Excerpts of pointing data

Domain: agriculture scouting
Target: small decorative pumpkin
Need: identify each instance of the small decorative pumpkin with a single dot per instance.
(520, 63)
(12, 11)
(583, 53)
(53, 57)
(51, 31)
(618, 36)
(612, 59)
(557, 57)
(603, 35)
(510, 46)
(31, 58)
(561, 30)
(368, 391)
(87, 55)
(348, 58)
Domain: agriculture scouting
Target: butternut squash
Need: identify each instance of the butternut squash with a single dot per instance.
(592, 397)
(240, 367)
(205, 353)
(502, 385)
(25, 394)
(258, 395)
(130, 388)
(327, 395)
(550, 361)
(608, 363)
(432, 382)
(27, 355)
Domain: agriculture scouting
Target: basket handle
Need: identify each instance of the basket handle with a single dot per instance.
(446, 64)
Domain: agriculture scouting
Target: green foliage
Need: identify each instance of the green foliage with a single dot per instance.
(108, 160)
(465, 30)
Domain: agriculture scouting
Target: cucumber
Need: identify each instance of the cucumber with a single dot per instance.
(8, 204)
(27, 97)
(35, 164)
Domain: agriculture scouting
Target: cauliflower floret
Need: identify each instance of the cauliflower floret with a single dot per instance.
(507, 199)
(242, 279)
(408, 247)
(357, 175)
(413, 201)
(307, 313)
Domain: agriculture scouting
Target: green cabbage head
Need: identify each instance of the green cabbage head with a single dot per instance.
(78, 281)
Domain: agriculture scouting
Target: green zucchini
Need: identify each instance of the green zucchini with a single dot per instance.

◆ Given task
Please recast all of the data above as a Markdown table with the columns Row and Line, numbering each row and leaving out blank lines.

◆ Solution to the problem
| Row | Line |
|---|---|
| 1 | Domain: agriculture scouting |
| 2 | Target: small decorative pumpkin |
| 3 | Need: identify each instance of the small decorative pumpkin with a single dot per instance. |
| 4 | (520, 63) |
| 5 | (12, 11) |
| 6 | (583, 53) |
| 7 | (53, 57) |
| 8 | (51, 31) |
| 9 | (618, 36) |
| 10 | (612, 59) |
| 11 | (557, 57) |
| 12 | (603, 35) |
| 13 | (510, 46) |
| 14 | (31, 58) |
| 15 | (561, 30) |
| 16 | (368, 391) |
| 17 | (87, 55) |
| 18 | (348, 58) |
| 19 | Domain: agriculture scouting |
| 20 | Target: butternut squash |
| 21 | Need: identify each instance of the butternut squash with a single dot per instance. |
| 22 | (592, 397) |
| 23 | (240, 367) |
| 24 | (205, 353) |
| 25 | (502, 385) |
| 26 | (25, 394) |
| 27 | (258, 395) |
| 28 | (130, 388) |
| 29 | (327, 395) |
| 30 | (550, 361) |
| 31 | (608, 363) |
| 32 | (432, 382) |
| 33 | (27, 355) |
| 34 | Domain: agriculture scouting |
| 35 | Target: basket handle |
| 36 | Need: identify each instance of the basket handle with a single dot per instance. |
| 37 | (446, 64) |
| 38 | Domain: agriculture scouting |
| 39 | Target: green foliage |
| 40 | Need: identify each instance of the green foliage with a single dot per instance. |
| 41 | (108, 160) |
| 42 | (465, 30) |
| 43 | Domain: agriculture scouting |
| 44 | Target: cucumber |
| 45 | Need: identify each instance of the cucumber with a single dot per instance. |
| 46 | (8, 204) |
| 47 | (27, 97) |
| 48 | (35, 164) |
| 49 | Domain: agriculture scouting |
| 50 | Target: cauliflower floret |
| 51 | Need: identify each instance of the cauliflower floret with a single dot per instance. |
| 52 | (507, 199) |
| 53 | (242, 279) |
| 54 | (408, 247) |
| 55 | (357, 175) |
| 56 | (413, 201) |
| 57 | (307, 313) |
| 58 | Domain: agriculture scouting |
| 59 | Target: green cabbage head |
| 60 | Need: identify each instance of the green cabbage head with a single dot per instance. |
| 61 | (78, 281) |
| 62 | Domain: agriculture scouting |
| 63 | Target: green zucchini |
| 64 | Need: identify each instance of the green zucchini with a single dot per instance. |